Task details: Lay out the records below as a two-column CSV with the headers "prompt" and "response", giving one row per record with its text and its answer. Enclose each field in quotation marks and replace line breaks with spaces.

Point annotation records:
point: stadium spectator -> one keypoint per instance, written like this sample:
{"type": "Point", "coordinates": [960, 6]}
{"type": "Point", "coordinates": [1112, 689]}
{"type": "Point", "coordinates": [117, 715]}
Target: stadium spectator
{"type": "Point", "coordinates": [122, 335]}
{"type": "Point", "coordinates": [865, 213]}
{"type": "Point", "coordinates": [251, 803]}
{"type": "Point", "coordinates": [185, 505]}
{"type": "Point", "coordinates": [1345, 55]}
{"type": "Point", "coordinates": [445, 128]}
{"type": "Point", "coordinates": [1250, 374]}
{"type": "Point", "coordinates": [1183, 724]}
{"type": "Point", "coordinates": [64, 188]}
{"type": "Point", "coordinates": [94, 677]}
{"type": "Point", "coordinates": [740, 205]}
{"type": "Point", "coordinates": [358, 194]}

Expected answer:
prompt,response
"point: stadium spectator -> one keypoint per instance, written like this sample: {""type"": ""Point"", ""coordinates"": [960, 6]} {""type"": ""Point"", ""coordinates"": [1112, 689]} {""type"": ""Point"", ""coordinates"": [117, 715]} Target: stadium spectator","{""type"": ""Point"", ""coordinates"": [122, 335]} {""type"": ""Point"", ""coordinates"": [865, 213]} {""type"": ""Point"", ""coordinates"": [251, 803]} {""type"": ""Point"", ""coordinates"": [185, 505]} {""type"": ""Point"", ""coordinates"": [1345, 55]} {""type"": ""Point"", ""coordinates"": [445, 128]} {""type"": ""Point"", ""coordinates"": [1250, 374]} {""type"": ""Point"", ""coordinates"": [1183, 724]} {""type"": ""Point"", ""coordinates"": [64, 188]} {""type"": ""Point"", ""coordinates"": [94, 677]} {""type"": ""Point"", ""coordinates"": [740, 205]} {""type"": ""Point"", ""coordinates"": [358, 194]}"